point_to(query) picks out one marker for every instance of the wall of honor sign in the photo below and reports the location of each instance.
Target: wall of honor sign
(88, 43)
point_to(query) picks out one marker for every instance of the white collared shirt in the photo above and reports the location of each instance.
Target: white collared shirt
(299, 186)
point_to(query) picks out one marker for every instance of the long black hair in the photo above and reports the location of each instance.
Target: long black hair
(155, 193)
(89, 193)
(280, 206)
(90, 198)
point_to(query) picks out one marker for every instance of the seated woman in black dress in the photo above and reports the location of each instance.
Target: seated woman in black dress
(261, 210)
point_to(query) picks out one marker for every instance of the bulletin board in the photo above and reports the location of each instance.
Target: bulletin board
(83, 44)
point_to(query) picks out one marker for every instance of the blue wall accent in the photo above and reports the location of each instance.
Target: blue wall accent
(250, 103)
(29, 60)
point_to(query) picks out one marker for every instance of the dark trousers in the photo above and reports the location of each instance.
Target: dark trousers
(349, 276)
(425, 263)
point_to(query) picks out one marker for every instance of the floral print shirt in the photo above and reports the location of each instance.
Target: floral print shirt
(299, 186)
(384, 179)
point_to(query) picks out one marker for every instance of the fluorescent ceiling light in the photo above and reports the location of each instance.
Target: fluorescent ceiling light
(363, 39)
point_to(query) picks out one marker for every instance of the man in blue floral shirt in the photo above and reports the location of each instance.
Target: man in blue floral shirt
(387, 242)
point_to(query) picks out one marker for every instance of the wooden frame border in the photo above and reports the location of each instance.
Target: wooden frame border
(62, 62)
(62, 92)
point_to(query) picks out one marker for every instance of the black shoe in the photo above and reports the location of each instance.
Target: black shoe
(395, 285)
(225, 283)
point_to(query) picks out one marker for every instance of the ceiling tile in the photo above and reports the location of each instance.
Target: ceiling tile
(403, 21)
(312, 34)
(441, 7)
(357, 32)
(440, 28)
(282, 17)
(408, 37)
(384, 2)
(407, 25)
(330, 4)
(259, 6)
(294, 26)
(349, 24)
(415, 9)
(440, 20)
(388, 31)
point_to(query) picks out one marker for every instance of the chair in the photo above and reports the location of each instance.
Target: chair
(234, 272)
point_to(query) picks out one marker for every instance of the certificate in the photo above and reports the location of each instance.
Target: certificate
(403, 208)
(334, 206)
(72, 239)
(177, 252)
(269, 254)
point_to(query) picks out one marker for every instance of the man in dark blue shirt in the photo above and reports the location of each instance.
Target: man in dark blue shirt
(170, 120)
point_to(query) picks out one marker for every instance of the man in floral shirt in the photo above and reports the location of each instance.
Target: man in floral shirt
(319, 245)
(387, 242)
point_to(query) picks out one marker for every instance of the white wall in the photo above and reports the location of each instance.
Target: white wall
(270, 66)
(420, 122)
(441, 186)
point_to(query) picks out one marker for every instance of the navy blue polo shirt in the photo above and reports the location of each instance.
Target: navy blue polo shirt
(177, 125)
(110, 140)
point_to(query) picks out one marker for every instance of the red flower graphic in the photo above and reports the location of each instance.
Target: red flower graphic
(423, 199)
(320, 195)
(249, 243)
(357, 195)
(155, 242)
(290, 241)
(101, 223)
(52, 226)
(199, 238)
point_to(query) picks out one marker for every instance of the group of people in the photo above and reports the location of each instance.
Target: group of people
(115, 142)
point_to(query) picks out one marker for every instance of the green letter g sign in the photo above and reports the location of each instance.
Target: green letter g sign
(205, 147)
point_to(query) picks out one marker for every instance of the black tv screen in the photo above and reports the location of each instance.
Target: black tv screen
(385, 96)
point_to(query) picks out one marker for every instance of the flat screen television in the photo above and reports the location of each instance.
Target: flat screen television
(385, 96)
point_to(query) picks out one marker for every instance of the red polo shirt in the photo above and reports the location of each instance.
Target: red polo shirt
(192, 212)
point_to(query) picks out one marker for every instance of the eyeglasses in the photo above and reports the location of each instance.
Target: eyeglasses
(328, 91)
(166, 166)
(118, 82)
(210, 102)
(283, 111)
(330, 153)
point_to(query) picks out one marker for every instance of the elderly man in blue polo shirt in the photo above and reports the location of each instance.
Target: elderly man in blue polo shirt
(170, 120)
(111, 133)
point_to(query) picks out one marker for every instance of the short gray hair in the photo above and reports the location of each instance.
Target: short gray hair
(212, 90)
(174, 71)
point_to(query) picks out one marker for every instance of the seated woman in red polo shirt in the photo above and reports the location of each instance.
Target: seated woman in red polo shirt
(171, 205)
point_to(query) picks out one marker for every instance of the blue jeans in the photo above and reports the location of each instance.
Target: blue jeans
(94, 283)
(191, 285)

---------------

**GOAL:** Return all the data exactly as given.

**WRITTEN REPLY:**
point_to(query) picks out one marker for every instance of the wall of honor sign in the photo below and reports the location of each instance.
Target: wall of honor sign
(88, 43)
point_to(query) picks out one marker for every instance of the white collared shirt in the photo above and reports the location of each instance.
Target: white collared shirt
(299, 186)
point_to(query) picks out one marker for every instance of the long black hair in the photo above and reports the location of each instance.
Target: long black hair
(155, 193)
(89, 193)
(280, 206)
(90, 198)
point_to(query) picks out one marker for every instance of the seated woman in black dress in the photo above and reports the location of each instance.
Target: seated woman in black dress
(261, 210)
point_to(query) picks out one marker for every instance of the bulletin board in the photo above and reports the location of each instance.
Target: bulletin board
(83, 44)
point_to(query) picks out one marker for every instance of the blue wall accent in the photo above and reports the location of each instance.
Target: blue wall accent
(250, 103)
(29, 60)
point_to(query) picks out one marker for every instance of the dark trousers in the photo above and reports the location of each instance.
Target: dark trousers
(349, 276)
(425, 263)
point_to(query) picks out one marker for every instance of the floral print shirt in the photo above and reports the location of each instance.
Target: floral print shirt
(299, 186)
(384, 179)
point_to(query) picks out one marker for every instance of the fluorescent ceiling light in the photo above and reports the location of each instance.
Target: fluorescent ceiling light
(363, 39)
point_to(query) picks out one marker for every instance of the man in blue floral shirt in the photo above and reports the location of each instance.
Target: man in blue floral shirt
(387, 242)
point_to(query) picks out one marker for every instance of the wooden frame border in the photo above and reports the location of each instance.
Target: wooden frame border
(62, 62)
(62, 92)
point_to(query) picks out one marker for every instance of the black shoe in the photo above and reports the location of each instance.
Target: black shoe
(395, 285)
(225, 283)
point_to(query) picks out one marker for every instance of the ceiling tile in the photo above and reports the location of each instance.
Target: ceiling tile
(403, 21)
(312, 34)
(441, 7)
(357, 32)
(440, 28)
(282, 17)
(408, 37)
(384, 2)
(407, 25)
(330, 4)
(259, 6)
(294, 26)
(349, 24)
(415, 9)
(440, 20)
(388, 31)
point_to(query) picks out one marker for every instance of the chair in the photo above and reports the location of each instance.
Target: chair
(234, 272)
point_to(query) picks out one marker for every instance of the certificate in the photo above and reports the location of each instance.
Target: certificate
(403, 208)
(334, 206)
(72, 239)
(177, 252)
(269, 254)
point_to(query) picks out one marker for every instance of the man in dark blue shirt in the photo above and reports the location of each instance.
Target: man in dark blue shirt
(170, 120)
point_to(query) picks out one marker for every instance of the man in floral shirt in the photo above and reports the location of each instance.
Target: man in floral shirt
(319, 245)
(387, 242)
point_to(query) picks out one marker for every instance of the white wall in the photo above and reports the location of each instance.
Target: white wall
(270, 66)
(420, 122)
(441, 186)
point_to(query) picks out one marker for every instance of the navy blue polo shirt in the photo above and reports the location of each instance.
Target: navy blue polo shirt
(177, 125)
(110, 140)
point_to(query) picks out one marker for every instance of the red flower graphic in the photo above and reports the location of each instance.
Target: red flower graphic
(423, 199)
(320, 195)
(249, 243)
(357, 195)
(155, 242)
(290, 241)
(101, 223)
(52, 226)
(199, 238)
point_to(query) picks out one marker for every instance of the group of people in the photo above and reports the location of each instance.
Target: group of people
(115, 142)
point_to(query) picks out one marker for every instance of the green letter g sign in the photo above and reports the location of each instance.
Target: green letter g sign
(205, 147)
point_to(query) picks out one marker for every instance of the black tv screen in the photo above and reports the location of each instance.
Target: black tv screen
(385, 96)
point_to(query) picks out one marker for every instance of the flat screen television in the photo above and reports the location of each instance.
Target: flat screen television
(385, 96)
point_to(query) picks out one marker for every instance of the red polo shirt in the photo above and reports the location of each instance.
Target: red polo shirt
(192, 212)
point_to(query) picks out one marker for every instance of the eyeglasses in the photo above and reports the location of each instance.
Target: eyeglasses
(328, 91)
(166, 166)
(118, 82)
(210, 102)
(283, 111)
(330, 153)
point_to(query) picks out one marker for every instance of the elderly man in blue polo shirt in the photo above and reports the location of each instance.
Target: elderly man in blue polo shirt
(170, 120)
(111, 133)
point_to(query) picks out one marker for every instance of the short gray hair in the photo above and reports the location of each instance.
Target: short gray hair
(212, 90)
(174, 71)
point_to(query) picks out one marker for every instance of the seated woman in red polo shirt in the photo above and reports the location of each instance.
Target: seated woman in red polo shirt
(171, 205)
point_to(query) picks out one marker for every instance of the blue jeans in the photo above and reports the location of each instance.
Target: blue jeans
(94, 283)
(191, 285)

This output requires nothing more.